Repeat every line of the listing below verbatim, from the first line to the last.

(Point labels for objects)
• • • • • • •
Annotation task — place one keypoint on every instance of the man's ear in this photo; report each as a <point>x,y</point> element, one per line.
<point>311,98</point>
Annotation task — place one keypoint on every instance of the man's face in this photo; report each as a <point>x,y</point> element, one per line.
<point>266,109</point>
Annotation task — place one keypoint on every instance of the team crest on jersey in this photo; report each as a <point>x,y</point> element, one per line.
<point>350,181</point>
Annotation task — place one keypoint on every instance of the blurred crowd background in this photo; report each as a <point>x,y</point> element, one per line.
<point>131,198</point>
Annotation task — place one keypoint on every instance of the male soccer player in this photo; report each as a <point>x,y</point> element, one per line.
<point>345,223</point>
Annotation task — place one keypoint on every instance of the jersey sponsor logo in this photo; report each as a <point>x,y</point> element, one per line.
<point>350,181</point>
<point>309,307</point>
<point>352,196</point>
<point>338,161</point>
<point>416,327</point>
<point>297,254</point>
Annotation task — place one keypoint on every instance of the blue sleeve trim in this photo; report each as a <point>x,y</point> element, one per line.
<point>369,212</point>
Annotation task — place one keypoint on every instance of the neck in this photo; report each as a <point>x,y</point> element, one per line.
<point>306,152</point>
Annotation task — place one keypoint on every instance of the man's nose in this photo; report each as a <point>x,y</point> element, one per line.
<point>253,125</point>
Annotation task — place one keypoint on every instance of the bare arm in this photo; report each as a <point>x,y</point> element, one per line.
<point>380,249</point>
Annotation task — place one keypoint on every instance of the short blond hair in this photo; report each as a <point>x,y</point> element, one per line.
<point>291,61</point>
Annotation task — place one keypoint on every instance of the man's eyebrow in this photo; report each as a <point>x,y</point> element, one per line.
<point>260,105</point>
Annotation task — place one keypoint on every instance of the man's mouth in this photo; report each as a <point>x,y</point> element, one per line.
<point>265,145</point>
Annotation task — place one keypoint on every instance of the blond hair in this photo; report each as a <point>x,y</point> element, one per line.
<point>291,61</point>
• • • • • • •
RESULT BELOW –
Annotation task — place one keypoint on every instance of the man's ear in this photo; report each as a <point>x,y</point> element, one per line.
<point>311,98</point>
Annotation task — place one keypoint on every instance of the man's face in this photo; report each as a <point>x,y</point> element, one per line.
<point>266,109</point>
Annotation task — place one keypoint on every instance of the team crest on jersey in this photo; report each as a <point>x,y</point> element, one per line.
<point>350,181</point>
Annotation task — place one keypoint on every instance of the blurred crowd background in this photo; report each as a <point>x,y</point> element, one per line.
<point>131,198</point>
Annotation task — place one keypoint on every instance of the male soccer player in this photo; report each as a <point>x,y</point> element, one per line.
<point>345,223</point>
Annotation task — place one keypoint on every instance of the jersey sponsor logo in this photo; report each as a <point>x,y</point> element, one per line.
<point>350,181</point>
<point>309,307</point>
<point>352,196</point>
<point>338,161</point>
<point>416,327</point>
<point>297,254</point>
Annotation task — place one keypoint on every instance of the blue sleeve trim in this photo; report each as a <point>x,y</point> element, one per line.
<point>369,212</point>
Annotation task — place one keypoint on every instance of the neck in this photo; report each as a <point>x,y</point> element, one per line.
<point>306,152</point>
Annotation task — place one keypoint on every instance of the man's nose in this photo; report each as a <point>x,y</point> element, one per line.
<point>253,125</point>
Annotation task — place one keypoint on every instance of the bare arm in this photo; report each as a <point>x,y</point> element, one per line.
<point>380,249</point>
Annotation task — place one keypoint on every instance of the short blond hair in this photo; report each as a <point>x,y</point> element, one per line.
<point>291,61</point>
Annotation task — place one keypoint on every instance of the man's eyebrow in this photo; report each as a <point>x,y</point> element, one per line.
<point>260,105</point>
Annotation task — place one keypoint on every instance of the man's mouth in this photo; report each as a <point>x,y</point> element, one per line.
<point>265,145</point>
Annotation task — place one keypoint on every instance of the blond hair in this photo; report each as a <point>x,y</point> element, one per line.
<point>291,61</point>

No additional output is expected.